Work to complete – Convert the stretch from the line that contains "Please help me find the balloon" through the end of the lines into a two-column CSV with the headers text and answer, one row for each line of text and the answer that follows it. Put each value in a single quoted field and replace any line breaks with spaces.

Source material –
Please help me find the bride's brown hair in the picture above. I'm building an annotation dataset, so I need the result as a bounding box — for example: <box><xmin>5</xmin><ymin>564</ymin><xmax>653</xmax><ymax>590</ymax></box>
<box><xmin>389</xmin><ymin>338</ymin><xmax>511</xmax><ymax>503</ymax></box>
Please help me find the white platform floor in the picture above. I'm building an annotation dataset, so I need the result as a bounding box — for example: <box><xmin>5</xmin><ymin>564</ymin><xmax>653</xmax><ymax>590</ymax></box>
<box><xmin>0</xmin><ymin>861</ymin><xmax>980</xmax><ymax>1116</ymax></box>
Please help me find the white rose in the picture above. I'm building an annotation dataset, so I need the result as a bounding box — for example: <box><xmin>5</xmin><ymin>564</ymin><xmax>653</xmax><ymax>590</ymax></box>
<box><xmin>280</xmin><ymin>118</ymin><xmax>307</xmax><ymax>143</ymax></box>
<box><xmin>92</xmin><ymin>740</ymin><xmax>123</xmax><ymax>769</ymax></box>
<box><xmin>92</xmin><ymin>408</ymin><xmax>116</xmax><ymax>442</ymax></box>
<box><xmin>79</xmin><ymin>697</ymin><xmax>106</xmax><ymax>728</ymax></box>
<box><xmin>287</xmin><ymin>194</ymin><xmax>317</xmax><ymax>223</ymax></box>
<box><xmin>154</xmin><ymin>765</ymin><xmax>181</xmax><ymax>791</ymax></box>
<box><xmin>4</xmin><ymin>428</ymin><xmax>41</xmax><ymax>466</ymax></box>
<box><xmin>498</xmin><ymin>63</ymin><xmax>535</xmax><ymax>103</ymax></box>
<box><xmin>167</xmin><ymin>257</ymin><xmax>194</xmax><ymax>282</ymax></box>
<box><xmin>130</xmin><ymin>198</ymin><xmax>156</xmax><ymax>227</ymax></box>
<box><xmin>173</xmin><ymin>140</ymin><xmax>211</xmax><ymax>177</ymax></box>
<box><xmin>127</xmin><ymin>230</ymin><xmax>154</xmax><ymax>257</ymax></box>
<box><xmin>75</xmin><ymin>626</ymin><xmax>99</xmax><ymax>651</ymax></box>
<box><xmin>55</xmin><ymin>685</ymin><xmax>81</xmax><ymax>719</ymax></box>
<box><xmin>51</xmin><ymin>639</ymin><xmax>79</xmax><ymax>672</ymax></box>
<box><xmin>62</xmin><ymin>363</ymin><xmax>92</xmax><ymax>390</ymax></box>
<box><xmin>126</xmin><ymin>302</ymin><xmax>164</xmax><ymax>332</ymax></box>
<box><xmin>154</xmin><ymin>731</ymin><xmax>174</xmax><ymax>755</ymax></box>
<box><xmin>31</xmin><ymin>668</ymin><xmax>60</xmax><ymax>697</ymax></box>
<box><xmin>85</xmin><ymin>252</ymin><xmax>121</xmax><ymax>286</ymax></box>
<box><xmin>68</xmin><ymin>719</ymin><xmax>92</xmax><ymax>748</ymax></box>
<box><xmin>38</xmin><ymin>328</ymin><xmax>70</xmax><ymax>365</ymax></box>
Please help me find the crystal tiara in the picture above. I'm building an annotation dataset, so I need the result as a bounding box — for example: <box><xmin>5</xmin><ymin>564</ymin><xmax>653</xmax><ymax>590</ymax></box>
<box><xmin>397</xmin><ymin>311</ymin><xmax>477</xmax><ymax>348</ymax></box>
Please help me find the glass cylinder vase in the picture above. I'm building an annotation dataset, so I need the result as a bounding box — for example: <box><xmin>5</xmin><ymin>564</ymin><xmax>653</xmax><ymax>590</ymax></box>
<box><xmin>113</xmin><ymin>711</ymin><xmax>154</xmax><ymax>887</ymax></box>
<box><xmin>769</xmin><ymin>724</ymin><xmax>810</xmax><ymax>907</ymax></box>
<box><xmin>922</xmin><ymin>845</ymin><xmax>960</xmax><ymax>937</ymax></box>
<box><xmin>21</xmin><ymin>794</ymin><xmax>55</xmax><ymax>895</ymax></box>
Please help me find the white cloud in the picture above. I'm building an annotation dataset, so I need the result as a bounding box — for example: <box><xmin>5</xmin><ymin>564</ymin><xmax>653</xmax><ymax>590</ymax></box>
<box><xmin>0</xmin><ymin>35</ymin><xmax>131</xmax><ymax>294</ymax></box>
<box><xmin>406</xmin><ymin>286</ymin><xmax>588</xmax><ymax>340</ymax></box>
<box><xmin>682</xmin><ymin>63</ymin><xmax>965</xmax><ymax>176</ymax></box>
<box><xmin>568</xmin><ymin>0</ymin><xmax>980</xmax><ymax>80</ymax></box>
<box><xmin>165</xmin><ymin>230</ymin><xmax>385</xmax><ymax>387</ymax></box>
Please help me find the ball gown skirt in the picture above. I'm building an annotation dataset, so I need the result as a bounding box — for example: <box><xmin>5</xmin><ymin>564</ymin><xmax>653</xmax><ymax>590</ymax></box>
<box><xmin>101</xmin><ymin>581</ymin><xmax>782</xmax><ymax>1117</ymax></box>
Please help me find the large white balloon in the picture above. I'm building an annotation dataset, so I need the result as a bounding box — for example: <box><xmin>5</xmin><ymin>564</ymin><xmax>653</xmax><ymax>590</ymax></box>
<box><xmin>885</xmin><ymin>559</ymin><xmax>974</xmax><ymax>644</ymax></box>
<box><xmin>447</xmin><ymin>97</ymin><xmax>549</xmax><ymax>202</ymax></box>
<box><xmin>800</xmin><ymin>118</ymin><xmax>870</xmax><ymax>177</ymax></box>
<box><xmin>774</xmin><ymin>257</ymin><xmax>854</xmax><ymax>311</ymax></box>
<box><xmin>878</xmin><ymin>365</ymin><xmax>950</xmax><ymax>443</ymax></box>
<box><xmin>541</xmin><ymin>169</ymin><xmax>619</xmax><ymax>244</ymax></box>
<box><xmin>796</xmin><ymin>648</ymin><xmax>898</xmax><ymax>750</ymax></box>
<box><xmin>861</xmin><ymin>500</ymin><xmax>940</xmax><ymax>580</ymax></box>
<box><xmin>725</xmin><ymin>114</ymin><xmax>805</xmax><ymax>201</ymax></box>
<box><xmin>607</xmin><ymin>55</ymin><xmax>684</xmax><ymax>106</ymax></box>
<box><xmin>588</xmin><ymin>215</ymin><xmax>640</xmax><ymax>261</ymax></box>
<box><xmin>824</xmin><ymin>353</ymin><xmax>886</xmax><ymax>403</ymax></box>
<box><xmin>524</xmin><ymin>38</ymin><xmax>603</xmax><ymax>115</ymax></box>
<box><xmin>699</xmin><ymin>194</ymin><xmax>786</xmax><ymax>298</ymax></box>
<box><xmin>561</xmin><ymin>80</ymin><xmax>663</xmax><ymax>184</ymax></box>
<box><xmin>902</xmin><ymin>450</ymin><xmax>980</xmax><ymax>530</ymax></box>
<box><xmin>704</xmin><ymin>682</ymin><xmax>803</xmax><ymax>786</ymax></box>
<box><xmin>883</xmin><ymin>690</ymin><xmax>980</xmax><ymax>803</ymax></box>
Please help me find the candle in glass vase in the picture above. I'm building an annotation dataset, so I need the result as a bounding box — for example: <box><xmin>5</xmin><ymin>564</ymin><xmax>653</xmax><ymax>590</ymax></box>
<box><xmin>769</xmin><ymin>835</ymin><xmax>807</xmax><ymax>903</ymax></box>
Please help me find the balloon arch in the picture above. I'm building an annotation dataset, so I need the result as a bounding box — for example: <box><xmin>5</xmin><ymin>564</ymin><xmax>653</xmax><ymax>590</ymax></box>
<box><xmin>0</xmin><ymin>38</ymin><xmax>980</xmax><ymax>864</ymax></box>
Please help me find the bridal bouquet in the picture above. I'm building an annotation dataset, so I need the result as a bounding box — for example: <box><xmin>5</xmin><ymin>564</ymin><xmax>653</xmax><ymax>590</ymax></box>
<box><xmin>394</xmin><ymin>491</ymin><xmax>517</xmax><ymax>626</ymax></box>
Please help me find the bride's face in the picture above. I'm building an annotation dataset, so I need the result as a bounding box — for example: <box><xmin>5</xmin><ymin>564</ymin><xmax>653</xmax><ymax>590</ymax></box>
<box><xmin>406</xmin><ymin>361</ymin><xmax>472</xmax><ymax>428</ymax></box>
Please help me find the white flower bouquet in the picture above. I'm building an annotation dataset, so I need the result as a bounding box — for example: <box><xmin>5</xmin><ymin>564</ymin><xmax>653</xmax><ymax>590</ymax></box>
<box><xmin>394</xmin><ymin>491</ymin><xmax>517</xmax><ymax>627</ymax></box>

In response –
text,answer
"Please help me find the balloon arch in the picture above. I'm building an annotation dataset, so I need the result as a bounding box — for example: <box><xmin>5</xmin><ymin>564</ymin><xmax>653</xmax><ymax>590</ymax></box>","<box><xmin>0</xmin><ymin>38</ymin><xmax>980</xmax><ymax>864</ymax></box>"
"Please help me find the bridal bouquet in the picture above. I'm building an annotation dataset, so I need the result as a bounding box — for example: <box><xmin>5</xmin><ymin>564</ymin><xmax>653</xmax><ymax>590</ymax></box>","<box><xmin>394</xmin><ymin>491</ymin><xmax>517</xmax><ymax>626</ymax></box>"
"Please help me find the bride's face in the picture above. I'm building an annotation dataset, so I need the result as a bounding box — for example: <box><xmin>5</xmin><ymin>564</ymin><xmax>653</xmax><ymax>590</ymax></box>","<box><xmin>406</xmin><ymin>361</ymin><xmax>472</xmax><ymax>428</ymax></box>"
"Please help me find the white flower bouquet in the picture above. I'm building an annotation dataset, so I need the result as a bounding box — for example: <box><xmin>5</xmin><ymin>564</ymin><xmax>653</xmax><ymax>590</ymax></box>","<box><xmin>394</xmin><ymin>491</ymin><xmax>517</xmax><ymax>627</ymax></box>"